┌─ Text section

I have implemented Ewan's approach and it works like a charm.  

Unfortunately I can not share the source code.

I implemented it for the express purpose of 'canonicalizing' a set of seq
features for the purpose of 'reasoning' about 'variation' features (somewhat
a la Heiki's Bio::Variation::* modules).

I recommend creating, say, Bio::SemanticFeatureInterpreter::Interface as a
class of objects which programmatically 'edit' Bio::SeqI or
Bio::Seq::RichSeq (or Bio::LiveSeq?) objects.  The nature of the edit could
be arbitrary.  Objects which conform to the interface would implement a
method named, say, 'interpret', which would take the seq and implement some
systematic change to it.

Then, implement Bio::SemanticFeatureInterpreter::BuildGeneObjects (say)
which @ISA(Bio::SemanticFeatureInterpreter::Interface) and whose 'interpret'
method would 'Do the right thing'.

└─
┌─ Data

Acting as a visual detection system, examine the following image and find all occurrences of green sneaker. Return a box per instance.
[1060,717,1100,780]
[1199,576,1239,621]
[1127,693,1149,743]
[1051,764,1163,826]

└─

Reproduce the passage of the post about the feature interpreter interface that begins at the words "I implemented it" and stops after the words "change to it.".

I implemented it for the express purpose of 'canonicalizing' a set of seq
features for the purpose of 'reasoning' about 'variation' features (somewhat
a la Heiki's Bio::Variation::* modules).

I recommend creating, say, Bio::SemanticFeatureInterpreter::Interface as a
class of objects which programmatically 'edit' Bio::SeqI or
Bio::Seq::RichSeq (or Bio::LiveSeq?) objects.  The nature of the edit could
be arbitrary.  Objects which conform to the interface would implement a
method named, say, 'interpret', which would take the seq and implement some
systematic change to it.